WHAT NEEDS TO BE DONE: The records below must be transcribed exactly, with each picture left out.

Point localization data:
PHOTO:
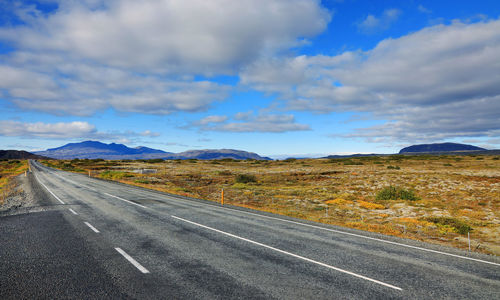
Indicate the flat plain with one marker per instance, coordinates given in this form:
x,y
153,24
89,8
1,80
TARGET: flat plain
x,y
439,199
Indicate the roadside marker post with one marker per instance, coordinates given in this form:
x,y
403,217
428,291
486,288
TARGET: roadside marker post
x,y
468,237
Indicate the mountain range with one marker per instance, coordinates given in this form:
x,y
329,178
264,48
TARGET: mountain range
x,y
94,149
16,154
441,147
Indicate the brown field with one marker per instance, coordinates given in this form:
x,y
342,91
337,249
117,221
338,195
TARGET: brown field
x,y
9,169
436,199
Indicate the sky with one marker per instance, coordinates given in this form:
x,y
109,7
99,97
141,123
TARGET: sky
x,y
276,77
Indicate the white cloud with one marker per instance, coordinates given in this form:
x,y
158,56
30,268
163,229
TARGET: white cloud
x,y
212,119
143,56
46,130
440,82
193,36
149,133
373,24
260,123
68,130
424,9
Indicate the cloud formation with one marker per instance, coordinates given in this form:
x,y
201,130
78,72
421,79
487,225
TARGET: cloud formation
x,y
47,130
437,83
62,130
372,24
246,122
143,56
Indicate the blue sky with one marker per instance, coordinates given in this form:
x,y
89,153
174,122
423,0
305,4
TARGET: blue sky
x,y
280,78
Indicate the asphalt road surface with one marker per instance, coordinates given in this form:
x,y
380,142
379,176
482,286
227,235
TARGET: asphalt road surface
x,y
99,239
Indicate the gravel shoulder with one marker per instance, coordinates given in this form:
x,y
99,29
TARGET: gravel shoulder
x,y
27,197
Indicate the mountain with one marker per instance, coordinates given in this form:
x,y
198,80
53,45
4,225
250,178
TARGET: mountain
x,y
218,154
15,154
93,149
442,147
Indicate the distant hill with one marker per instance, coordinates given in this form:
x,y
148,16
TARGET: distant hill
x,y
93,149
442,147
15,154
217,154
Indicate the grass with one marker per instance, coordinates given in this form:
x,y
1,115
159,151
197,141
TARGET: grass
x,y
419,196
396,193
8,170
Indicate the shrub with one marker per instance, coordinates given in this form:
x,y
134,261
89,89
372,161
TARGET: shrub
x,y
396,193
458,225
370,205
224,173
143,181
245,178
154,160
352,163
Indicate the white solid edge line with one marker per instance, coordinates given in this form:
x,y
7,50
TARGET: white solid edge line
x,y
321,228
291,254
125,200
367,237
132,261
48,189
91,227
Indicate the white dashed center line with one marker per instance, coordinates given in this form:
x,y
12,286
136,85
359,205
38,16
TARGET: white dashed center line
x,y
132,261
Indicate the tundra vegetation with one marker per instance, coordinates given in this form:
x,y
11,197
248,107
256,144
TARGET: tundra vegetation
x,y
8,170
431,198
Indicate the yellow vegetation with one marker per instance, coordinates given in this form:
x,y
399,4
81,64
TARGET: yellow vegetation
x,y
370,205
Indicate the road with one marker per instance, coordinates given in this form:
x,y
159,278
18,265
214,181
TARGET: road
x,y
100,239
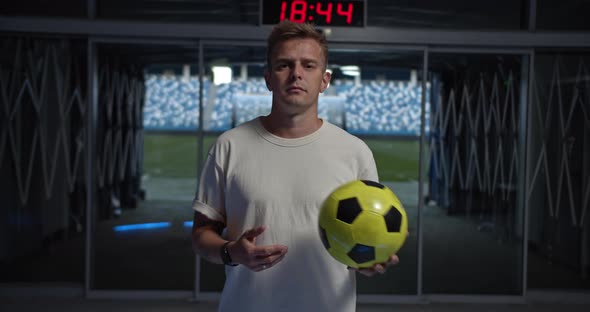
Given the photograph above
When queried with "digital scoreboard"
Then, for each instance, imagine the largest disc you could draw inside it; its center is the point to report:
(349, 13)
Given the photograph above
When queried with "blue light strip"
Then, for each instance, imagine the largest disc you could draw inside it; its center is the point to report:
(141, 226)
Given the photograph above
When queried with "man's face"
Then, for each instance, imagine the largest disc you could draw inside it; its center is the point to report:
(296, 75)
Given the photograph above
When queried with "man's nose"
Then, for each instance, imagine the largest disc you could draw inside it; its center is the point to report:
(297, 72)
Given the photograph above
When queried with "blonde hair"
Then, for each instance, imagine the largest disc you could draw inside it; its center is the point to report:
(286, 30)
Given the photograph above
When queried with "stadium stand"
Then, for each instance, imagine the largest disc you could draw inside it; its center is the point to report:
(372, 107)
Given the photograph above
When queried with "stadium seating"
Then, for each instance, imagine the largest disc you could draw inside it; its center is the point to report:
(372, 107)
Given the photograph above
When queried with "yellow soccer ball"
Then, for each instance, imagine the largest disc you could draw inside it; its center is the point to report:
(362, 223)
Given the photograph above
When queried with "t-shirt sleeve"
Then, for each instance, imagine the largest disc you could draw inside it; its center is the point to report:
(210, 197)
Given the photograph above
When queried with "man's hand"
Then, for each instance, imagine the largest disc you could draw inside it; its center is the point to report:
(379, 267)
(257, 258)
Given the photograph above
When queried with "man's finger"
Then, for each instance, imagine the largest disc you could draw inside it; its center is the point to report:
(266, 251)
(254, 232)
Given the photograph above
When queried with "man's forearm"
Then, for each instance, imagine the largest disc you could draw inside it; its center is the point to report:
(207, 244)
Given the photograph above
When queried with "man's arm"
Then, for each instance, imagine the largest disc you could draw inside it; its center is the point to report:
(207, 240)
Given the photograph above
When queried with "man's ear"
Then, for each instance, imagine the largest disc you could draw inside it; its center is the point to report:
(267, 79)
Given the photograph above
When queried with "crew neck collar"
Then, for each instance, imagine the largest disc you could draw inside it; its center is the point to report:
(287, 142)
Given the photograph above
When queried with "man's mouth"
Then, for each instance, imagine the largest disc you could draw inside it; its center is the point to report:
(295, 89)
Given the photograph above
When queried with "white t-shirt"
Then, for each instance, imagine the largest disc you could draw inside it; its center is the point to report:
(252, 178)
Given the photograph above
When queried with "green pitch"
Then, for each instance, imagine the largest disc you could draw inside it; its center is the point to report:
(174, 156)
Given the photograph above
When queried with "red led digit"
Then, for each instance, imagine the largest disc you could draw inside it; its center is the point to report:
(347, 13)
(283, 9)
(327, 12)
(298, 11)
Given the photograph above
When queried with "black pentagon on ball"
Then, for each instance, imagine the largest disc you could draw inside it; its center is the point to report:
(362, 253)
(373, 184)
(348, 210)
(393, 220)
(324, 238)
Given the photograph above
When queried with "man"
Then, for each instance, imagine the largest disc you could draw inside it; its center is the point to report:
(265, 181)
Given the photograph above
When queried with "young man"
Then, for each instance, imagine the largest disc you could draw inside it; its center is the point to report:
(265, 181)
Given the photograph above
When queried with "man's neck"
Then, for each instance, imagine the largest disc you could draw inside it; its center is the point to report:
(291, 127)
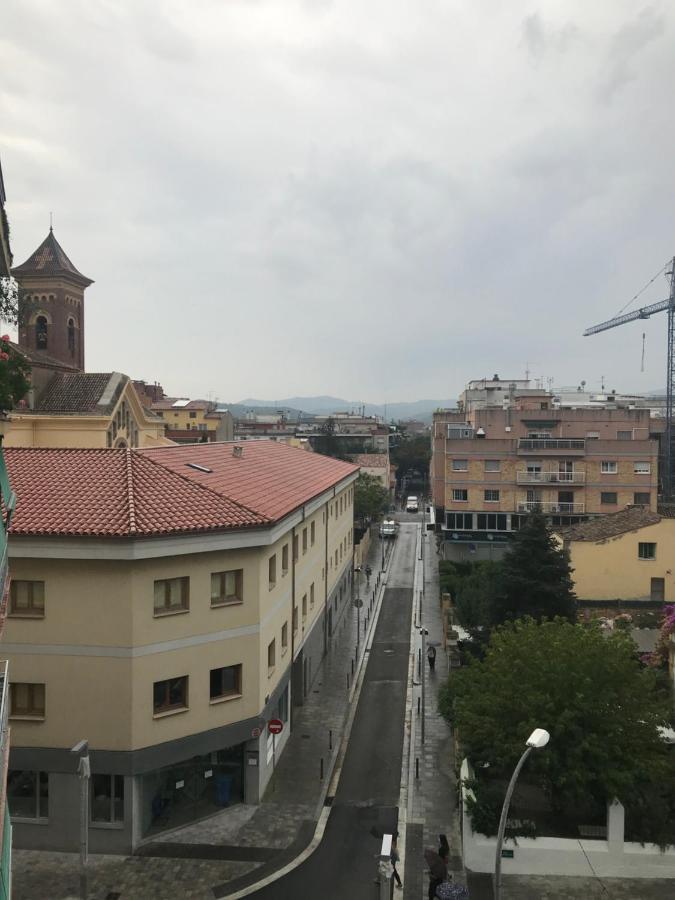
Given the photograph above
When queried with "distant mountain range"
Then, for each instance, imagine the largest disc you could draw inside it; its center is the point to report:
(416, 409)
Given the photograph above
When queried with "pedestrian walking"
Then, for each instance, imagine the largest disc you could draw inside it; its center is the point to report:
(394, 856)
(438, 871)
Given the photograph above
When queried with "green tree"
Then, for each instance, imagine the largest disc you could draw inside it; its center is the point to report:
(535, 578)
(371, 498)
(589, 691)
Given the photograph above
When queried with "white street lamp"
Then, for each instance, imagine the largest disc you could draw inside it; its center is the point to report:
(538, 739)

ANSWER SPACE:
PHOTO:
Indicate the flat plain with one marker per instance, coordinates given in this form:
x,y
153,24
89,8
1,80
TARGET: flat plain
x,y
439,199
Indicate the roadside marker post with one marker per instance, coordinates given in this form:
x,y
403,217
428,291
486,288
TARGET: roadside marker post
x,y
468,237
Indicate the mountain range with one marker per instance, coordinates given in this form:
x,y
329,178
264,48
TARGET: mountain range
x,y
94,149
16,154
441,147
Indicate the brown field with one marker per instance, coordinates given in this form:
x,y
342,91
337,249
117,221
338,195
TARGET: brown field
x,y
9,169
436,199
Indicate the sky with one marker per instance, coordinates given in this form:
x,y
109,7
99,97
141,123
TARGET: sky
x,y
276,77
Indicate the white cloud with one marker per instance, coordinates given in this form:
x,y
158,56
30,268
163,229
TARGET: white cloud
x,y
212,119
143,56
46,130
440,82
193,36
149,133
373,24
260,123
68,130
424,9
Indicate the cloud formation with one marker per instance, coordinates given in this form:
x,y
201,130
78,72
421,79
487,225
TARGET: cloud formation
x,y
47,130
437,83
62,130
372,24
246,122
143,56
Indicate the blue sky with one marker per instance, coordinates given in this form:
x,y
89,153
174,122
423,0
305,4
TARGET: blue sky
x,y
280,78
Indicate the asphalt road surface with one marker per instance, coordinates given in this form:
x,y
380,142
379,176
482,286
227,235
TARGET: asphalt road surface
x,y
99,239
Indicate the gravel shoulder with one marker per instance, coordinates given in this form:
x,y
99,29
TARGET: gravel shoulder
x,y
27,197
Indicate the mountain with one marker per instance, coordinates given in this form:
x,y
198,80
53,45
4,225
250,178
TARGET: mountain
x,y
218,154
15,154
93,149
442,147
Indicate the distant hill with one marker per instance, coordinates given in this form:
x,y
148,16
TARGET: distant hill
x,y
93,149
442,147
15,154
217,154
Indicate the grass with one marker per instance, coordinates given in this form:
x,y
1,115
159,151
197,141
TARGET: grass
x,y
419,196
396,193
8,170
Indicate the shrub with one marker per instance, coordinates given in this form:
x,y
134,261
89,89
372,161
TARGET: shrub
x,y
396,193
458,225
370,205
224,173
143,181
245,178
154,160
352,163
Indicate the white solid edge line with one marker per instance, coordinates given in this form:
x,y
7,50
TARGET: white solid edge line
x,y
321,228
291,254
125,200
367,237
132,261
48,189
91,227
Indicate the white dashed center line with one marker per instance, coordinates given in this form:
x,y
12,286
136,85
359,205
38,16
TARGET: white dashed center line
x,y
132,261
Indicate the tundra vegetation with one marker per instance, coordinates given in this form:
x,y
11,197
248,107
256,144
TARGET: tundra vegetation
x,y
8,170
431,198
Indicate the yellow vegetation with one marker per instance, coordinates given in this form:
x,y
399,4
81,64
TARGET: yellow vegetation
x,y
370,205
Indicate the road with one marker per instance, coordinates given in this form:
x,y
159,278
18,265
214,181
TARGET: road
x,y
100,239
Given the photograph above
When queried with "digital scoreboard"
Then, for each instance, imagine the largest disc you could draw inside it; its center is the point to report:
(349, 13)
Given the photograph above
When queried with "blue light strip"
Then, for each instance, imagine the largest disc you could draw inside it; its center is the point to report:
(141, 226)
Given the photograph above
When queried with "man's face"
Then, for each instance, imagine the largest disc you could draw inside it; its center is the point to report:
(296, 75)
Given the photograph above
When queried with "man's nose"
Then, for each instance, imagine the largest disc you could draw inside it; its center is the point to report:
(297, 72)
Given the photograph above
When queried with "blonde hair"
Then, for each instance, imagine the largest disc you could draw inside it; its center is the point to report:
(286, 30)
Given the photograph above
When queried with "stadium stand"
Then, for each instance, imagine the largest disc you could draw inside it; its center is the point to report:
(372, 107)
Given the photograph above
When queried with "stadium seating"
Then, for each instance, imagine the largest disc you could draw inside it; its center is the point to report:
(372, 107)
Given the photograph above
When queried with "yellow soccer ball"
Then, for each instance, imagine the largest disc you could draw inside it; its center is the point to report:
(362, 223)
Given the photograph above
When queried with "t-shirt sleeve"
Then, for each instance, imagine the largest disc you could draw inside it; its center is the point to report:
(210, 197)
Given the photograph above
When queried with "man's hand"
Then, for each instance, imagine the largest disc you could draw inside it; its center is the point to report:
(379, 267)
(257, 258)
Given the photograph above
When queried with "man's finger"
Then, for each instance, imagine the largest disc you could draw inside it; its center is the point to report:
(266, 251)
(254, 232)
Given the photograph above
When queried with "man's forearm"
Then, for each instance, imagine the largest disc you could draw inside it; its center is the point to report:
(207, 244)
Given the photograph above
When queried with "man's arm"
Then, for each instance, imagine the largest disc you could draw inside it; its center is the point to report:
(207, 240)
Given the photograph above
When queried with "man's ear"
Then, for each instance, imagine the largest disc you could draw inside it; its center is the point to report:
(267, 79)
Given the photograph above
When queried with "crew neck collar"
Then, for each instance, imagine the largest disc you could draw inside it; its center is the point to report:
(287, 142)
Given the photograph above
When queried with "man's mouth"
Then, for each instance, imagine the largest disc you could draw inside it; its center is the point to report:
(295, 89)
Given the photograph above
When queried with "white t-shirt"
Then, for each instance, imagine the largest disc you could draw inside it; its center is the point to report:
(252, 178)
Given the photograph above
When queried with "green pitch"
Then, for each instance, imagine the largest disc you could draw inside it; its center is the point to report:
(174, 156)
Given the photograph above
When queried with "red led digit"
Then, for each instance, imagine the largest disc you could draw inside it; its center is the point to report:
(347, 13)
(283, 9)
(327, 12)
(298, 11)
Given the photograph above
When queried with "black pentagon on ball"
Then, for each instance, imagine the largest disc you could draw inside it; its center is the point to report:
(362, 253)
(373, 184)
(348, 210)
(393, 220)
(324, 238)
Given the photograph above
When queried with "man"
Then, for each instance, imagine the largest disc you could draw inside it; its center is the point to report:
(265, 181)
Given the photograph above
When queried with "young man"
Then, for each instance, imagine the largest disc you could draw inside it; its center is the point to report:
(265, 181)
Given the photograph above
When queried with "man's neck"
Then, for each instance, imagine the largest disc you could draw inside it; its center is the point to report:
(291, 127)
Given the photograph above
When queried with "distant mountain range"
Then, for each instance, imagine the largest disc you could draw inside it; its center is the point to report:
(416, 409)
Given the photograph above
When queried with "pedestrian walking"
Then, for each instance, imagine the largest disc you could draw inside it; its center is the point to report:
(394, 856)
(438, 871)
Given the photograph above
When queried with "green tree"
Then, for each instance, imagine the largest disc you could draw inside it; its center is the point to report:
(535, 578)
(371, 498)
(589, 691)
Given the photograph above
When queried with "white street lamp"
Then, for each instance, imagine the largest disc you could draw inside it; its center is the point to report:
(538, 739)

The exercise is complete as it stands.